ORDEM DE TRABALHO 1:
No excerto sobre a designação da Medicina do Trabalho, de que preposições advêm as contrações referidas?
ORDEM DE TRABALHO 2:
Traduza para inglês a frase do excerto sobre a designação da Medicina do Trabalho "Pouca importância atribuída, pela sociedade em geral e até por empregadores e empregados, a essa área médica!".
ORDEM DE TRABALHO 3:
Prolongue o excerto sobre a designação da Medicina do Trabalho a partir da última frase apresentada.

EXCERTO DO TEXTO:
Claro que, quase sempre, essa referência é feita não valorizando a subtileza dessa diferença. O que alguns de nós não prevíamos era que pudéssemos chegar a situações (muito) frequentes dessa prática se tornar amiudadamente repetida. Repare-se no entanto que aquelas contrações advêm da preposição “de” e “em” que são bem diversas uma da outra.

 

Existirão, por certo, muitas explicações possíveis para a utilização indiscriminada dessas designações, como por exemplo:

 

Pouca importância atribuída à língua Portuguesa!

 

Pouca importância atribuída, pela sociedade em geral e até por empregadores e empregados, a essa área médica!

 

Exercício ilegal (algum) dessa prática ou até más práticas (algumas) dessa especialidade médica!

 

Imposição legal de organização de serviços, também de Medicina do Trabalho!

INFORMAÇÃO FORNECIDA:
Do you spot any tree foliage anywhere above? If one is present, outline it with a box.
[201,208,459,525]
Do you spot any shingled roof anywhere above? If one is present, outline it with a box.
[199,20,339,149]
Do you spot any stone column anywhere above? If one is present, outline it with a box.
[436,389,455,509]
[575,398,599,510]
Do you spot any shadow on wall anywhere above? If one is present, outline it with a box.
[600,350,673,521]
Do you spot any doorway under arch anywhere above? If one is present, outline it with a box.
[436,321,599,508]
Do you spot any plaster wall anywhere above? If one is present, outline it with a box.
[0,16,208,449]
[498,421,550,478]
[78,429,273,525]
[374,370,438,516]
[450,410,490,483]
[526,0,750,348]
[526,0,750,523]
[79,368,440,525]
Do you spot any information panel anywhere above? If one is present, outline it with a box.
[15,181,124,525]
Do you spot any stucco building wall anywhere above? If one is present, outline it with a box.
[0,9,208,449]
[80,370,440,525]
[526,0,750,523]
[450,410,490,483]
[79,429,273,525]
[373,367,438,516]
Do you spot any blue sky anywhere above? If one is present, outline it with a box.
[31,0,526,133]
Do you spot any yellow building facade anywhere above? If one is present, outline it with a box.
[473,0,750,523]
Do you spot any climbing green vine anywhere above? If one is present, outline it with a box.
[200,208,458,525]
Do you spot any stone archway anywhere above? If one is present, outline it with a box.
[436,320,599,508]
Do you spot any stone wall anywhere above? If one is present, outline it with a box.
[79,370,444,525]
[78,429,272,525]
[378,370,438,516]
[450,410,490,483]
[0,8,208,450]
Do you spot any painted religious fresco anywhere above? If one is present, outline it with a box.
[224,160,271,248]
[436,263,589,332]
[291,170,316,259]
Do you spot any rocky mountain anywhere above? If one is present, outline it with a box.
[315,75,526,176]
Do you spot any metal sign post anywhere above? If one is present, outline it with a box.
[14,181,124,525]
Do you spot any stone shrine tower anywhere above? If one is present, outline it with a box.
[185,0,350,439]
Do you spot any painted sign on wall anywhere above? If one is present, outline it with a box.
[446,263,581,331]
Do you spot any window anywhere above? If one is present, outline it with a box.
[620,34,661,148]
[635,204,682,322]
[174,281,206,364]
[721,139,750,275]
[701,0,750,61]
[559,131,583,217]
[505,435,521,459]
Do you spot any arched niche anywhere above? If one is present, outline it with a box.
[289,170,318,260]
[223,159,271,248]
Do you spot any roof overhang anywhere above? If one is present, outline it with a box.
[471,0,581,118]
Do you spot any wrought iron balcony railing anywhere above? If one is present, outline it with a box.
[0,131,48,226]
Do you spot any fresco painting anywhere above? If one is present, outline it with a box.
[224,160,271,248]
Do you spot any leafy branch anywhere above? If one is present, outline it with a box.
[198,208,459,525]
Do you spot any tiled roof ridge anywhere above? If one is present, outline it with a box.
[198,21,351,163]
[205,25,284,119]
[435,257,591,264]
==
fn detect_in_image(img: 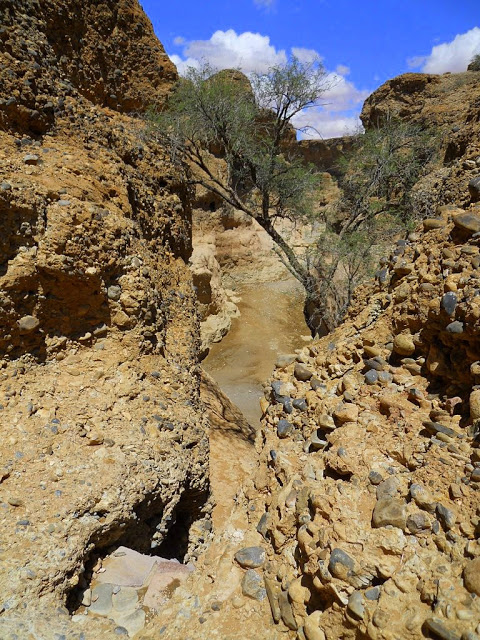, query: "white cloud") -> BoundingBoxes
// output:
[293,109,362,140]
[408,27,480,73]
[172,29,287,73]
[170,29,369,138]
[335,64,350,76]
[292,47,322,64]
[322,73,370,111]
...
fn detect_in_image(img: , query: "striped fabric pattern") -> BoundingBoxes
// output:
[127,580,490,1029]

RESPOSTA À TAREFA 1:
Das preposições "de" e "em".

RESPOSTA À TAREFA 2:
Little importance attached, by society in general and even by employers and employees, to that medical field!

RESPOSTA À TAREFA 3:
Utilização desses recursos médicos para “selecção” de trabalhadores e/ou controlo de absentismo!

 

Qualquer que seja(m) a(s) explicação(ões) para a “perpetuação” dessas denominações como sinónimos, mais recentemente surgiram ainda mais duas outras designações: “Medicina de Saúde Ocupacional” e o inglesismo “Medicina Ocupacional”.

 

Tal “floresta” de designações não ajuda muito a uma abordagem clarividente da designação correcta desta especialidade médica. Repare-se, no entanto que em outros países da Europa do Sul tais designações (Medicina del Lavoro em Itália, Medicina del Trabajo em Espanha ou Médecine du Travail em França) não sofrem dessa mesma falta de clarividência.

 

Não será isso suficiente para, de forma definitiva, denominar a especialidade médica que se dedica à prevenção médica dos riscos profissionais, à promoção da saúde no trabalho e à manutenção da capacidade de trabalho como Medicina do Trabalho? Acha-se que é mais do que suficiente!


Nota: Publicado, inicialmente, em Healthnews.

terça-feira, 5 de julho de 2022

Associações improváveis: Presidentes da República e acidentes de trabalho!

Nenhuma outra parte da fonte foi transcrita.